Could the data below please be reproduced word for word, without the pictures?

......

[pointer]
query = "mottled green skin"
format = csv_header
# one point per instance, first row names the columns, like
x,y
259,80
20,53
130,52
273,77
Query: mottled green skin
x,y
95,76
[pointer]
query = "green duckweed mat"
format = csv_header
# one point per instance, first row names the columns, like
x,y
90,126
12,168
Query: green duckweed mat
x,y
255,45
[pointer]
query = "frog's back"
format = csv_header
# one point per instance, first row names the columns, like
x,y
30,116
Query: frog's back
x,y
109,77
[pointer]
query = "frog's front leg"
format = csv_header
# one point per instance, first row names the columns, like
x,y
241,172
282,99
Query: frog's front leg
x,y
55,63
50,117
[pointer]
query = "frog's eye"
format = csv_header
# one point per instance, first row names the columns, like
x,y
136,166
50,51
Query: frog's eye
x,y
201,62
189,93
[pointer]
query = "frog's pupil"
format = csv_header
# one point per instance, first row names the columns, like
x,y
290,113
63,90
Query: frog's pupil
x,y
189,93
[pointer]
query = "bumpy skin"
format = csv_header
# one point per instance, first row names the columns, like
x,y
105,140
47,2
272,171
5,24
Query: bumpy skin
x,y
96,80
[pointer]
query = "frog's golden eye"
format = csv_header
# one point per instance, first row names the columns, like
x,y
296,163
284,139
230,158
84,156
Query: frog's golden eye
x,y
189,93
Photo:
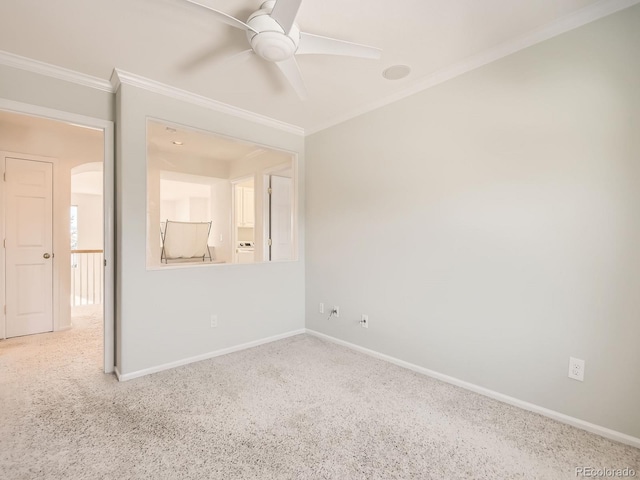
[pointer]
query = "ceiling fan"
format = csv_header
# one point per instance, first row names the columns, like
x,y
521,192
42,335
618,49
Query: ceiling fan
x,y
274,36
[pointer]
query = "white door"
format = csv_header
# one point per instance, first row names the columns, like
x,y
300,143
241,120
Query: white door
x,y
29,245
280,217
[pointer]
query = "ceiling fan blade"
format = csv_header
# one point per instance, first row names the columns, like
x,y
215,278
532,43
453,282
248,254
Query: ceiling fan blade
x,y
291,71
284,12
315,44
223,17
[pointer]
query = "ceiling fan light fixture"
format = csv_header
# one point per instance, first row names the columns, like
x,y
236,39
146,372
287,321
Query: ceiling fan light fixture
x,y
396,72
273,46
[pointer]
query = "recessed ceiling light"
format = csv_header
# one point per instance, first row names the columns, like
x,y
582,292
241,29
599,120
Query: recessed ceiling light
x,y
396,72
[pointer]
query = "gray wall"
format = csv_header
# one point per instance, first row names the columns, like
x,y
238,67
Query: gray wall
x,y
27,87
163,316
489,226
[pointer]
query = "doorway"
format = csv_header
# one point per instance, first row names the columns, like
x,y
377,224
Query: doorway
x,y
279,232
28,245
64,141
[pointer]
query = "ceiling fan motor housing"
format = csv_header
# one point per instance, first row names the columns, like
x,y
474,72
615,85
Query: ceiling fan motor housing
x,y
271,42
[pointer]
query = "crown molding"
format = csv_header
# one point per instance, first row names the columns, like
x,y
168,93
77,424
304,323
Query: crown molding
x,y
577,19
119,77
46,69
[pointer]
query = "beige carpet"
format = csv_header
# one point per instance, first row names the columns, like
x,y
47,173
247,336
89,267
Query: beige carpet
x,y
300,408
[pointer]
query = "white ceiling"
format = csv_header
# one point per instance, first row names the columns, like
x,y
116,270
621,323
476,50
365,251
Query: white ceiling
x,y
181,45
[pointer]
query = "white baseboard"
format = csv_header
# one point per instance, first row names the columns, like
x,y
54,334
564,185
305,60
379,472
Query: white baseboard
x,y
561,417
205,356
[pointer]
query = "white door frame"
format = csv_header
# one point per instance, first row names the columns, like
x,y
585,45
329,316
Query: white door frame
x,y
108,195
266,173
55,304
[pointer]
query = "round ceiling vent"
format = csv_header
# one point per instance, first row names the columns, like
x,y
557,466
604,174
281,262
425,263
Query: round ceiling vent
x,y
396,72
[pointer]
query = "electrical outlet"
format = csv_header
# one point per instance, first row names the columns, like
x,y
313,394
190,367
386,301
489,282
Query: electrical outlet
x,y
576,369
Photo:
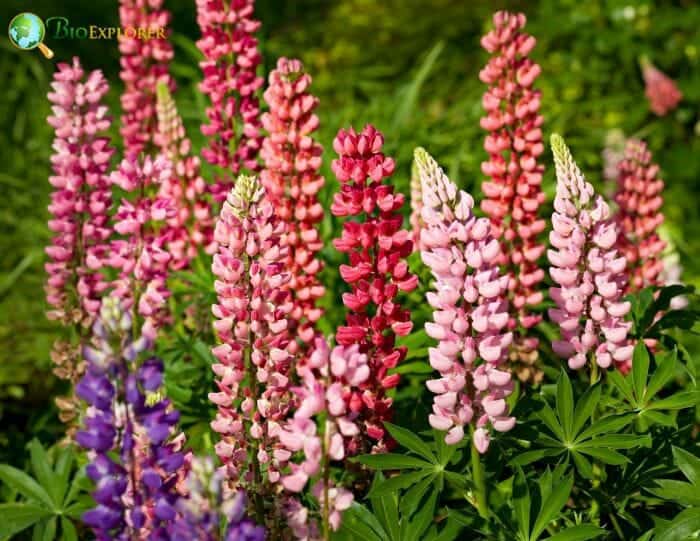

......

_EXERCISE RESPONSE_.
[pointer]
query = "mottled green skin"
format = csv_header
# one point per instance, first row names the columns, like
x,y
259,80
20,53
130,52
273,77
Query: mottled green skin
x,y
95,76
[pointer]
query = "green duckweed mat"
format = csv_header
# one point per instance, first row names the columns, like
x,y
90,126
12,168
Query: green duckweed mat
x,y
255,45
[pointer]
query = "frog's back"
format = csv_header
# one point per instance, first row names the columns, like
x,y
30,116
Query: frog's back
x,y
109,77
[pointer]
query = "frog's front leg"
format = csv_header
# one point per instance, first row names the columns, like
x,y
241,172
282,99
Query: frog's front leg
x,y
55,63
50,117
[pointer]
query = "frog's eye"
format = csv_header
# one point per instance, first row names the columns, like
x,y
136,166
50,51
Query: frog's eye
x,y
201,62
189,93
[pointer]
query = "frog's pupil"
format = csv_header
# one point per instance, first row names the columns, like
x,y
290,113
63,90
Query: frog's pupil
x,y
189,93
[pointer]
query = "bumpy skin"
format = csv_header
# one point per instance, first row names the columns, like
x,y
105,140
47,2
272,171
5,24
Query: bumpy skin
x,y
96,80
[pointer]
query = "frog's golden eye"
format = csv_header
# one point per instance, first row names the columns, like
x,y
296,163
284,139
230,158
84,156
Query: frog's golden eye
x,y
189,93
Photo:
[pointer]
query = "ceiling fan"
format = csv_header
# one point per instance, first row names the columns, like
x,y
521,192
42,335
618,49
Query: ceiling fan
x,y
274,36
[pointer]
query = "white door"
format = csv_header
# one point per instance, first row names the columns, like
x,y
300,143
241,120
Query: white door
x,y
29,245
280,217
[pointer]
query = "ceiling fan blade"
format = csv_header
# one point per instance, first row names the columns, like
x,y
215,278
532,43
453,282
248,254
Query: ceiling fan blade
x,y
291,71
284,12
315,44
223,17
[pointer]
query = "ceiling fan light fixture"
format = csv_header
# one point per instance, first row names the columns, like
x,y
236,39
146,372
287,321
Query: ceiling fan light fixture
x,y
396,72
273,46
[pointer]
query = "recessed ceiling light"
format = csv_header
# one point per instance, first row names the columns, like
x,y
582,292
241,29
599,120
Query: recessed ceiling light
x,y
396,72
[pointer]
query = "gray wall"
format = csv_header
# one point per instance, first row names the columns, like
x,y
238,67
Query: gray wall
x,y
27,87
163,316
489,226
[pointer]
query = "doorway"
format = csv_header
# one point per instance, first row names the columns, like
x,y
377,224
Query: doorway
x,y
279,232
28,245
64,141
[pointer]
query = "ceiling fan motor housing"
format = csv_header
# one point per instance, first row names the columns, like
x,y
474,72
615,85
Query: ceiling fan motor housing
x,y
271,42
[pointer]
query = "crown molding"
format = csv_header
# one point per instance, first row names the columns, like
x,y
168,93
77,424
304,323
Query: crown molding
x,y
577,19
119,77
46,69
[pointer]
query = "beige carpet"
format = csv_header
# one point per instance, first row names the columns, like
x,y
47,173
247,336
89,267
Query: beige carpet
x,y
300,408
[pointer]
query = "white ceiling"
format = csv_header
# one point per instance, first row names the columns, like
x,y
116,270
621,323
476,50
365,251
Query: white ceiling
x,y
181,45
[pointer]
query = "white baseboard"
format = csv_header
# one point per instance, first row names the columns, like
x,y
54,334
564,185
305,60
379,472
Query: white baseboard
x,y
561,417
205,356
[pointer]
query = "white door frame"
format = csv_header
# one point per instance, first row names the columns, like
x,y
585,45
329,316
Query: white door frame
x,y
108,195
266,173
55,304
[pointer]
query = "round ceiling vent"
format = csv_header
# one point per instance, first row names the columns, like
x,y
557,466
604,174
281,262
425,263
Query: round ceiling vent
x,y
396,72
[pointer]
query = "electrical outlet"
format = csv_header
# one point per instance, first row names the columns, like
x,y
313,394
190,367
386,301
489,282
Query: electrical outlet
x,y
576,369
Photo:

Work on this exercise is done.